文章の抜粋 –

図2. アルミナ・セラミックスの内部欠陥のナノCT像。(a) II型、(b) III型。
研究の背景
セラミックスはエレクトロニクス、エネルギー、医療、環境、モビリティなど現代の多様な分野への応用に不可欠な先端材料である。セラミックス分野は部材産業であり、成形した粉体を加熱して複雑形状部品を製造する焼結はその根幹となる技術である。ところが、セラミックスは脆いという性質があり、小さな表面傷や内部欠陥から破壊する。
破壊源となる内部欠陥は粉体成形と焼結プロセスで生じる。すなわち、セラミック部材の強度・信頼性は製造プロセスに依存する。プロセスに起因した内部欠陥の寸法、形状、分布を計測することは、より良い製造プロセス技術を開発し、セラミックスの強度信頼性を保証するうえで不可欠である。
X線CTは、マイクロスケールからナノスケールで焼結中の微構造形成を観察するための強力なツールである。近年、高輝度光科学研究センター主幹研究員の竹内晃久氏らはマルチスケールCTを開発した。これは広視野で低分解能のマイクロCTと狭視野で高分解能のナノCTから構成される。
マルチスケールCTは、亀裂のように長さ数10マイクロメートル(µm)程度であるが、 厚みが1 µm以下と極めて小さい欠陥を観察するのに適している。ひとつの試料全体の中の欠陥分布をマイクロCTで観察して欠陥位置を特定する。さらに、ナノCTを用いて特定の位置の欠陥形状を非破壊的に詳細に観察することができる。
セラミックスの成形には乾式プレスがよく使われる。アルミナ(Al2O3)など超微粒子原料は取り扱いが難しく、成形型に充填しにくいので、さらさらと流れるように流動性の良い顆粒にして成形型に充填した後、一軸プレス加圧し、相対密度を上げた成形体を得る。顆粒は球形あるいは「窪み」を持つ形をしており、内部に空隙(くうげき)がある場合も多い(図3)。

保存済みの記録 –
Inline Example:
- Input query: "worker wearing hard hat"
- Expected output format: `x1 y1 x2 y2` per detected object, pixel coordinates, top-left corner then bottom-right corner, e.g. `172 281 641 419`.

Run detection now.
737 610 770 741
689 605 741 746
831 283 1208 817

やること –
[A] セラミックスの文章から、「セラミックスの成形には乾式プ」で始まって「隙(くうげき)がある場合も多い(図3)。」まで続く部分をそのまま抜き出してください。
[B] 次の(i)〜(iii)がセラミックスの文章と合っているか、それぞれ「はい」か「いいえ」で答え、決め手となる文章中の言葉をそのまま引用してください。(i) セラミックスは小さな表面傷や内部欠陥から壊れる。(ii) マルチスケールCTはナノCTだけでできている。(iii) 顆粒の内部には空隙がないのが普通だ。
[C] セラミックスの文章を、最後の文のあとから書き進めてください。

答えの一覧 –
[A]
セラミックスの成形には乾式プレスがよく使われる。アルミナ(Al2O3)など超微粒子原料は取り扱いが難しく、成形型に充填しにくいので、さらさらと流れるように流動性の良い顆粒にして成形型に充填した後、一軸プレス加圧し、相対密度を上げた成形体を得る。顆粒は球形あるいは「窪み」を持つ形をしており、内部に空隙(くうげき)がある場合も多い(図3)。

[B]
(i) はい。「小さな表面傷や内部欠陥から破壊する」
(ii) いいえ。「広視野で低分解能のマイクロCTと狭視野で高分解能のナノCTから構成される」
(iii) いいえ。「内部に空隙(くうげき)がある場合も多い」

[C]
この場合、成形体は図4に示す階層構造をもつ。このため、顆粒内部や顆粒間に沿って亀裂状欠陥が形成され、焼結後も残留する。しかし、従来のX線CT技術では空間分解能よりも亀裂の厚みの方が小さいため亀裂状欠陥を検出できなかった。また、光学的な計測技術や走査型電子顕微鏡に基づく計測技術では、広範囲かつ鮮明に欠陥の3次元形状を観察することはできなかった。
図3. アルミナの顆粒の電子顕微鏡像。大きな顆粒には「窪み」がある。
図4. 内部欠陥と粉末充填階層構造の関係を示した模式図。Type Iは顆粒内部に存在する丸い気孔、Type IIは顆粒間の境界、Type IIIは中空顆粒内部の空隙から形成される。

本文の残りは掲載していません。